Texto ▸
╭──

Assim, é possível usar a posição de proprietária dos meios de produção material para se apropriar dos meios simbólicos de produção e reprodução da sociedade. É aqui que entra o contexto que existe até hoje entre imprensa, universidade, editoras, premiações e honrarias e capital econômico. Como o dinheiro não pode aparecer comprando diretamente os valores que guiam as esferas da cultura, do conhecimento e da informação, essas esferas precisam construir mecanismos de consagração internos a ela como se fossem infensos à autoridade do dinheiro e do poder.
Se os ricos se legitimam pelo bom gosto supostamente inato para esconder sua origem monetária, e levam uma vida “exclusiva”, apartada do restante da sociedade, a legitimação dos privilégios da classe média é distinta. Como seu privilégio é invisível pela reprodução da socialização familiar que esconde seu trabalho prévio de formar vencedores, a classe média é a classe por excelência da meritocracia e da superioridade moral. Eles servem tanto para distingui-la e para justificar seus privilégios em relação aos pobres como também aos ricos.
Os pobres são desprezados, enquanto os ricos são invejados pela classe média. Existe uma ambiguidade nesse sentimento, em relação aos ricos, que vincula admiração e ressentimento. A suposta superioridade moral da classe média dá a sua clientela tudo aquilo que ela mais deseja: o sentimento de representarem o melhor da sociedade. Não só a classe que “merece” o que tem por esforço próprio, conforto que a falsa ideia da meritocracia propicia; mas, também, a classe que tem algo que ninguém tem, nem os ricos, que é a certeza de sua perfeição moral.
Isso não significa dizer que o moralismo não tenha eco também nas outras classes. Em alguma medida, esse discurso nos toca a todos. Mas na classe média ele está em “casa”. Como a única corrupção que incomoda a classe média tradicional é a corrupção reservada aos poderosos, que controlam o poder político e econômico, sua própria impotência social os preserva. Como, na imensa maioria dos casos, não possui os meios de se envolver nas grandes negociatas que envolvem milhões, a classe média não tem sequer, na prática, o dilema moral de se deixar ou não corromper. Como justificação e legitimação da própria vida, o esquema moralista é, portanto, perfeito. Em relação aos poderosos, a classe média pode se ver sempre como “virgem imaculada” e moralmente perfeita.
De outro modo, como explicar tamanho estreitamento da noção de moralidade, a qual faz com que deixe de ter qualquer relevância, por exemplo, a forma como se relaciona com os mais frágeis socialmente? Como alguém que explora as outras classes abaixo dela sob a forma de salário vil, de modo a poupar tempo nas tarefas domésticas, e que apoia a matança indiscriminada de pobres pela polícia, ou até a chacina de presos indefesos, consegue ter a pachorra de se acreditar moralmente elevado?
Moralidade no Ocidente significa, antes de tudo, respeito pelo outro, especialmente o outro fragilizado por situações em relação às quais não possui nenhuma culpa. Daí que a indignação moral tão seletiva da classe média entre nós, com a corrupção dos poderosos, seja pouco mais que legitimação mesquinha de uma conduta cotidiana imoral sob qualquer aspecto relevante.

╰──

Descrição da tarefa ▸
Prossiga com o texto sobre o moralismo da classe média a partir de sua última frase. As linhas não desempenham nenhum papel nesta atividade.

Amostra de dados ▸
╭──

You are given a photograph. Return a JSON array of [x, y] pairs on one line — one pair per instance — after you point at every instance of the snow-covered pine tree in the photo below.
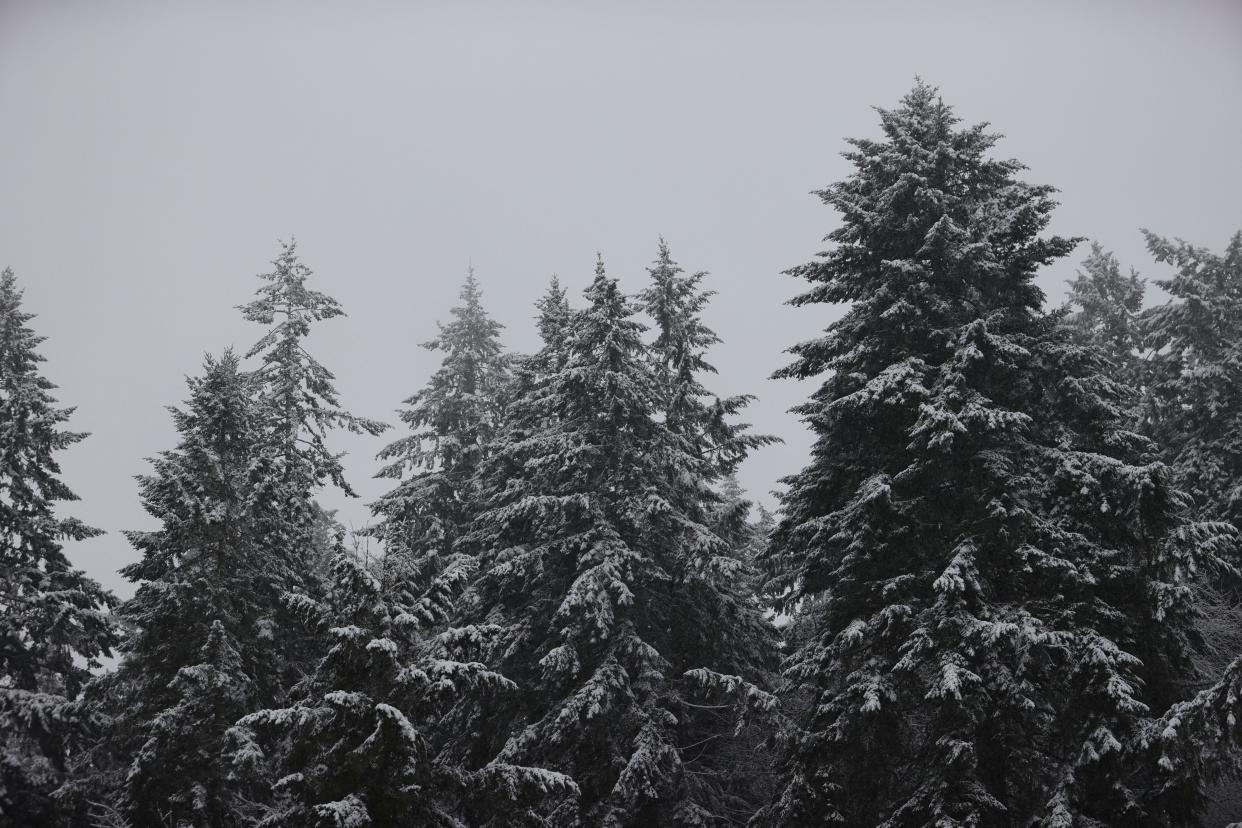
[[298, 407], [452, 420], [554, 313], [1104, 313], [600, 582], [1194, 402], [299, 396], [54, 620], [353, 749], [180, 774], [675, 301], [1192, 409], [1000, 585], [205, 566]]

╰──

Resposta à tarefa ▸
O segundo ponto da justificação da classe média para baixo, em relação às classes populares, é o mais interessante e que a transforma definitivamente na marionete perfeita da elite do dinheiro. A classe média brasileira possui um ódio e um desprezo cevados secularmente pelo povo. Essa é talvez nossa maior herança intocada da escravidão nunca verdadeiramente compreendida e criticada entre nós. Para que se possa odiar o pobre e o humilhado, tem-se que construí-lo como culpado de sua própria (falta de) sorte e ainda torná-lo perigoso e ameaçador.
Se possível, deve-se humilhá-lo, enganá-lo, desumanizá-lo, maltratá-lo e matá-lo cotidianamente. Era isso que se fazia com o escravo e é exatamente a mesma coisa que se faz com a ralé de novos escravos hoje em dia. Transformava-se o trabalho manual e produtivo em vergonha suprema, como “coisa de preto”, e depois se espantava que o negro não enfrentasse o trabalho produtivo com a mesma naturalidade que os imigrantes estrangeiros, para quem o trabalho era símbolo de dignidade. Dificultava-se de todas as formas a formação da família escrava e nos espantamos com as famílias desestruturadas dos nossos excluídos de hoje, mera continuidade de um ativismo perverso para desumanizar os escravos de ontem e de hoje.
Os escravos foram sistematicamente enganados, compravam a alforria nas minas e eram escravizados novamente e vendidos para outras regiões, eram brutalizados, assassinados covardemente. A matança continua também agora com os novos escravos de todas as cores. O Brasil tem mais assassinatos – de pobres – que qualquer outro país do mundo. São 60 mil pobres assassinados por ano no Brasil. Existe uma guerra de classes hoje declarada e aberta. Construiu-se toda uma percepção negativa dos escravos e de seus descendentes como feios, fedorentos, incapazes, perigosos e preguiçosos, isso tudo sob forma irônica, povoando o cotidiano com ditos e piadas preconceituosas, e hoje muitos se comprazem em ver a profecia realizada.
A concepção que um ser humano tem de si mesmo não depende de sua vontade e é formada pela forma como o indivíduo é percebido pelo seu meio social maior. É isso que significa dizer que somos produtos sociais. Nos tornamos, em grande medida, aquilo que a sociedade vê em nós. O Brasil não simplesmente abandonou os escravos e seus descendentes à miséria. Os brasileiros das classes superiores cevaram a miséria e a construíram ativamente. Construiu-se uma classe de humilhados para assim explorá-los por pouco e para construir uma distinção meritocrática covarde contra quem nunca teve igualdade de ponto de partida. Não se entende a miséria permanente e secular dos nossos excluídos sociais sem esse ativismo social e político covarde e perverso de nossas classes “superiores”.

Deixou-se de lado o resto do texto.